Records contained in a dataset
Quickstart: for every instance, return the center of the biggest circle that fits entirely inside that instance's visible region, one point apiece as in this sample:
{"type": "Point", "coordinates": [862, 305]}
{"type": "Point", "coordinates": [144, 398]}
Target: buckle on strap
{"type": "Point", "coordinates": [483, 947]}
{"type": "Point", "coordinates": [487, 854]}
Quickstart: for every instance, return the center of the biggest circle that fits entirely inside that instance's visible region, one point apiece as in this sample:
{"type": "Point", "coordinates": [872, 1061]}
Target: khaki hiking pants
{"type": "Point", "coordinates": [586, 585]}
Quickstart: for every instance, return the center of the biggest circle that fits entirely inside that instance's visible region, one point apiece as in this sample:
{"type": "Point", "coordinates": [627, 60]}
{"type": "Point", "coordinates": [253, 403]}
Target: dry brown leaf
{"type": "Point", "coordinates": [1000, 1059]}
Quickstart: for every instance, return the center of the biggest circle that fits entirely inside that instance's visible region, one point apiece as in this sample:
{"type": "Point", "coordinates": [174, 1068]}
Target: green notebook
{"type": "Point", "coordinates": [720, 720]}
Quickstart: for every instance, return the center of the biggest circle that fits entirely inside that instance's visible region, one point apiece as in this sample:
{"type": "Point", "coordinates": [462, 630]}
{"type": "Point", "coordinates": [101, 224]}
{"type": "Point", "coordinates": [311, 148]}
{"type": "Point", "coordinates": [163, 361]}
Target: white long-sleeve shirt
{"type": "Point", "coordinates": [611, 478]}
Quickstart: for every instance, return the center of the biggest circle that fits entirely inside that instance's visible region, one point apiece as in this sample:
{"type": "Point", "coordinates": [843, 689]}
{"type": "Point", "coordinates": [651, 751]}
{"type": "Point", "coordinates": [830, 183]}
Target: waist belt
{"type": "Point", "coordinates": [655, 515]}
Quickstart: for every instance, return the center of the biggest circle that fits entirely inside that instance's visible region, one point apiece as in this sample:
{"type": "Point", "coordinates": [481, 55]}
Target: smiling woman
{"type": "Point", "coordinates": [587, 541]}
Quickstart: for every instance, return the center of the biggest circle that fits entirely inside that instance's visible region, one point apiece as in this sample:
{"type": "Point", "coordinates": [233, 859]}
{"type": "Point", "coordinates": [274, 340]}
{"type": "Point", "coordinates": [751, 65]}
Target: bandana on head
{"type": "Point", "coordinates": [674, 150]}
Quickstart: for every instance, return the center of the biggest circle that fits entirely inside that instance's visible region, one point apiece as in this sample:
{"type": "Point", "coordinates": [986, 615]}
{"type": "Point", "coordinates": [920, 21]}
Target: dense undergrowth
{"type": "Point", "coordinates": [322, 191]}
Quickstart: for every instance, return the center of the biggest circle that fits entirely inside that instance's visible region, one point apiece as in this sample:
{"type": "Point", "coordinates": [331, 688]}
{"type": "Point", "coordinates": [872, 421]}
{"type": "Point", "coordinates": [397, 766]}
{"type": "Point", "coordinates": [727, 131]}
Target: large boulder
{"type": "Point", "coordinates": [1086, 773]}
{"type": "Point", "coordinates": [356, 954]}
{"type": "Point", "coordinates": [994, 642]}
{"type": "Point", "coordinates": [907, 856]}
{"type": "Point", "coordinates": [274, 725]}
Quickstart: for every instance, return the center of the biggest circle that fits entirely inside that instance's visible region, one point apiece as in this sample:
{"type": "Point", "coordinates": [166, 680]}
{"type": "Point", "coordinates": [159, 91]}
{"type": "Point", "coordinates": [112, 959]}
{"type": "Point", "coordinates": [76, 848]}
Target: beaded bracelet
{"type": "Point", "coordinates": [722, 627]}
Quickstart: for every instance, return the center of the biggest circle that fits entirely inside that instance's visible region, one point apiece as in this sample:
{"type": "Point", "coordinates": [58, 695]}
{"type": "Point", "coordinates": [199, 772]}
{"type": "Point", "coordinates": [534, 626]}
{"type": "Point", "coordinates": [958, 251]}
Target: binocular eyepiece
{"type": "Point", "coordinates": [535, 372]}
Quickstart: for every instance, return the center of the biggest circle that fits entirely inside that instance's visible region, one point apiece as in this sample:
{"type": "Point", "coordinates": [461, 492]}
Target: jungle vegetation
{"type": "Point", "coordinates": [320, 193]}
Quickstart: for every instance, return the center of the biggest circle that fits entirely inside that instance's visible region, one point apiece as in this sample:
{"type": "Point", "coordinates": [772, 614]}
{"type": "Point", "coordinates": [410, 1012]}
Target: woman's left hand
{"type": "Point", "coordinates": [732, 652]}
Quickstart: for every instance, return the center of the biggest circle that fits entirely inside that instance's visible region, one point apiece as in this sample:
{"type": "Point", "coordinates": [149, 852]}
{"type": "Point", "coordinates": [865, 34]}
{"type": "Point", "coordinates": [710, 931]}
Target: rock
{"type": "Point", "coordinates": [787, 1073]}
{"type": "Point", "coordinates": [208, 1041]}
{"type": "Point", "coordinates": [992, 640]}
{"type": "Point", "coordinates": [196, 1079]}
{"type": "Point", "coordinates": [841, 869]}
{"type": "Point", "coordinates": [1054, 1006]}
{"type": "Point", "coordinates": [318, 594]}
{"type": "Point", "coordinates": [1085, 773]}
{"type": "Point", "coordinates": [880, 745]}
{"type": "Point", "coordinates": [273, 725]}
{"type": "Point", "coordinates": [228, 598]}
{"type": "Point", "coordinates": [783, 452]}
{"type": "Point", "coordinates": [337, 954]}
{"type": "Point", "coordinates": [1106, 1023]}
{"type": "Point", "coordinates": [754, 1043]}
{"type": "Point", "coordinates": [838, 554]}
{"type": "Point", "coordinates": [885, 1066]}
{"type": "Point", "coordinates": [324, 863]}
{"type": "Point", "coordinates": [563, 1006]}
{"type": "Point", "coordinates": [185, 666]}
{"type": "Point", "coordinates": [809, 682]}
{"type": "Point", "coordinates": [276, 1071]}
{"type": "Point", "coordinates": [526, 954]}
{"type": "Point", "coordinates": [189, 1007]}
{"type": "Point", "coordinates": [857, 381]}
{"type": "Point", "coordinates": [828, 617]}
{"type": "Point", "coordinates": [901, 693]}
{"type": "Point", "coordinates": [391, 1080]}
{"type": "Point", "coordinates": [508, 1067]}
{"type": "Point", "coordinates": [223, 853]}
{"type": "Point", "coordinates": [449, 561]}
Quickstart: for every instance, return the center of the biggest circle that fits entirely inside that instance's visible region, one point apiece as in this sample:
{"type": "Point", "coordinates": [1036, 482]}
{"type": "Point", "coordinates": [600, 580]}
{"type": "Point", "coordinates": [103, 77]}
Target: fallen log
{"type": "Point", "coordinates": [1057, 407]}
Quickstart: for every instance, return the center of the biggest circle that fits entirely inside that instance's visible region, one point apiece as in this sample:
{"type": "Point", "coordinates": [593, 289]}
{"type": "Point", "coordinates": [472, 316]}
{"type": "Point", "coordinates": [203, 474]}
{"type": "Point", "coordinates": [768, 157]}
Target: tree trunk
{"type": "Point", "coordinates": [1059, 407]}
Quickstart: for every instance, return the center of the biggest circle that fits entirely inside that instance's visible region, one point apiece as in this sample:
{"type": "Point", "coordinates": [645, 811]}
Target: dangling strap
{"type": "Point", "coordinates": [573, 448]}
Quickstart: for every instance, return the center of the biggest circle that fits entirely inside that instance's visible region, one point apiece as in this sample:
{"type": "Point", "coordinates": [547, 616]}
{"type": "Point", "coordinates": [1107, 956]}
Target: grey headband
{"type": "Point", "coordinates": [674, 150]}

Task instructions: Write out every entry word for word.

Exercise answer:
Quickstart: for every instance, return the center of the biggest circle that fits entirely inside that instance's visible region, one point apiece as in this sample:
{"type": "Point", "coordinates": [862, 305]}
{"type": "Point", "coordinates": [144, 398]}
Target: buckle on strap
{"type": "Point", "coordinates": [483, 947]}
{"type": "Point", "coordinates": [487, 854]}
Quickstart: for every instance, return the center of the biggest circle that fits entirely inside that instance's visible region, one point apiece as in this sample:
{"type": "Point", "coordinates": [872, 1061]}
Target: khaki hiking pants
{"type": "Point", "coordinates": [586, 585]}
Quickstart: for every instance, return the center of the biggest circle that fits entirely inside that instance's visible region, one point apiece as in this sample:
{"type": "Point", "coordinates": [627, 60]}
{"type": "Point", "coordinates": [253, 403]}
Target: dry brown leaf
{"type": "Point", "coordinates": [1000, 1059]}
Quickstart: for every instance, return the center of the biggest circle that fits entirely inside that instance's visible region, one point apiece as in this sample:
{"type": "Point", "coordinates": [174, 1068]}
Target: green notebook
{"type": "Point", "coordinates": [720, 720]}
Quickstart: for every instance, return the center of the biggest circle that fits entirely inside that instance's visible region, one point apiece as in this sample:
{"type": "Point", "coordinates": [462, 630]}
{"type": "Point", "coordinates": [101, 224]}
{"type": "Point", "coordinates": [311, 148]}
{"type": "Point", "coordinates": [163, 361]}
Target: white long-sleeve shirt
{"type": "Point", "coordinates": [611, 478]}
Quickstart: for every instance, return the center of the biggest circle that fits entirely inside that instance's visible region, one point apiece as in this sample:
{"type": "Point", "coordinates": [843, 689]}
{"type": "Point", "coordinates": [651, 751]}
{"type": "Point", "coordinates": [830, 183]}
Target: waist belt
{"type": "Point", "coordinates": [655, 515]}
Quickstart: for every instance, return the center of the biggest circle that fits entirely inside that instance's visible region, one point apiece as in this sample:
{"type": "Point", "coordinates": [481, 55]}
Target: smiling woman
{"type": "Point", "coordinates": [587, 541]}
Quickstart: for every instance, return the center of the biggest circle that fits entirely inside that instance's visible region, one point apiece as in this sample:
{"type": "Point", "coordinates": [233, 859]}
{"type": "Point", "coordinates": [274, 340]}
{"type": "Point", "coordinates": [751, 65]}
Target: bandana on head
{"type": "Point", "coordinates": [674, 150]}
Quickstart: for every instance, return the center of the biggest circle that fits entirely inside that instance's visible region, one point apiece as in this sample:
{"type": "Point", "coordinates": [986, 615]}
{"type": "Point", "coordinates": [920, 21]}
Target: dense undergrowth
{"type": "Point", "coordinates": [322, 191]}
Quickstart: for every instance, return the center of the biggest circle that fits entirely inside that instance's visible region, one point apiece as in this sample:
{"type": "Point", "coordinates": [331, 688]}
{"type": "Point", "coordinates": [872, 421]}
{"type": "Point", "coordinates": [397, 766]}
{"type": "Point", "coordinates": [727, 131]}
Target: large boulder
{"type": "Point", "coordinates": [1086, 773]}
{"type": "Point", "coordinates": [356, 954]}
{"type": "Point", "coordinates": [994, 642]}
{"type": "Point", "coordinates": [907, 856]}
{"type": "Point", "coordinates": [274, 725]}
Quickstart: for every instance, return the center of the biggest circle that fits entirely inside that instance's visible region, one point apiece as in this sample:
{"type": "Point", "coordinates": [166, 680]}
{"type": "Point", "coordinates": [159, 91]}
{"type": "Point", "coordinates": [112, 959]}
{"type": "Point", "coordinates": [76, 848]}
Target: beaded bracelet
{"type": "Point", "coordinates": [722, 627]}
Quickstart: for every instance, return the center of the biggest circle that fits entirely inside that instance's visible region, one point apiece as in this sample:
{"type": "Point", "coordinates": [58, 695]}
{"type": "Point", "coordinates": [199, 772]}
{"type": "Point", "coordinates": [534, 626]}
{"type": "Point", "coordinates": [958, 251]}
Target: binocular eyepiece
{"type": "Point", "coordinates": [535, 372]}
Quickstart: for every instance, return the center of the biggest circle that fits entirely inside that instance's visible region, one point apiece as in this sample:
{"type": "Point", "coordinates": [461, 492]}
Target: jungle vegetation
{"type": "Point", "coordinates": [320, 193]}
Quickstart: for every instance, return the center of the biggest circle that fits entirely inside that instance's visible region, one point apiece as in this sample:
{"type": "Point", "coordinates": [772, 614]}
{"type": "Point", "coordinates": [410, 1012]}
Target: woman's left hand
{"type": "Point", "coordinates": [732, 652]}
Quickstart: for every instance, return the center of the biggest circle that fits entirely inside that instance's visible region, one point apiece as in this sample:
{"type": "Point", "coordinates": [149, 852]}
{"type": "Point", "coordinates": [865, 34]}
{"type": "Point", "coordinates": [710, 931]}
Target: rock
{"type": "Point", "coordinates": [787, 1073]}
{"type": "Point", "coordinates": [208, 1041]}
{"type": "Point", "coordinates": [992, 640]}
{"type": "Point", "coordinates": [196, 1079]}
{"type": "Point", "coordinates": [841, 869]}
{"type": "Point", "coordinates": [1054, 1006]}
{"type": "Point", "coordinates": [318, 594]}
{"type": "Point", "coordinates": [1085, 773]}
{"type": "Point", "coordinates": [880, 745]}
{"type": "Point", "coordinates": [273, 725]}
{"type": "Point", "coordinates": [228, 598]}
{"type": "Point", "coordinates": [783, 452]}
{"type": "Point", "coordinates": [337, 954]}
{"type": "Point", "coordinates": [1106, 1023]}
{"type": "Point", "coordinates": [754, 1043]}
{"type": "Point", "coordinates": [838, 554]}
{"type": "Point", "coordinates": [885, 1066]}
{"type": "Point", "coordinates": [324, 863]}
{"type": "Point", "coordinates": [563, 1006]}
{"type": "Point", "coordinates": [185, 666]}
{"type": "Point", "coordinates": [809, 682]}
{"type": "Point", "coordinates": [276, 1071]}
{"type": "Point", "coordinates": [526, 954]}
{"type": "Point", "coordinates": [189, 1007]}
{"type": "Point", "coordinates": [857, 381]}
{"type": "Point", "coordinates": [828, 617]}
{"type": "Point", "coordinates": [901, 693]}
{"type": "Point", "coordinates": [391, 1080]}
{"type": "Point", "coordinates": [508, 1067]}
{"type": "Point", "coordinates": [223, 853]}
{"type": "Point", "coordinates": [449, 561]}
Quickstart: for every instance, return the center of the biggest circle that fits entirely inside that instance's visible region, one point apiece as in this sample:
{"type": "Point", "coordinates": [1036, 482]}
{"type": "Point", "coordinates": [600, 580]}
{"type": "Point", "coordinates": [103, 77]}
Target: fallen log
{"type": "Point", "coordinates": [1057, 407]}
Quickstart: for every instance, return the center of the biggest circle that fits entirely inside that instance's visible region, one point apiece as in this sample:
{"type": "Point", "coordinates": [593, 289]}
{"type": "Point", "coordinates": [472, 316]}
{"type": "Point", "coordinates": [203, 474]}
{"type": "Point", "coordinates": [768, 157]}
Target: tree trunk
{"type": "Point", "coordinates": [1059, 407]}
Quickstart: for every instance, return the center of the biggest circle that fits entirely inside that instance's visible region, one point apiece as in this sample:
{"type": "Point", "coordinates": [645, 811]}
Target: dangling strap
{"type": "Point", "coordinates": [573, 448]}
Quickstart: for every instance, return the center of the biggest circle that fits entirely inside that instance's visible region, one point apiece as in this sample:
{"type": "Point", "coordinates": [547, 616]}
{"type": "Point", "coordinates": [1107, 956]}
Target: grey headband
{"type": "Point", "coordinates": [674, 150]}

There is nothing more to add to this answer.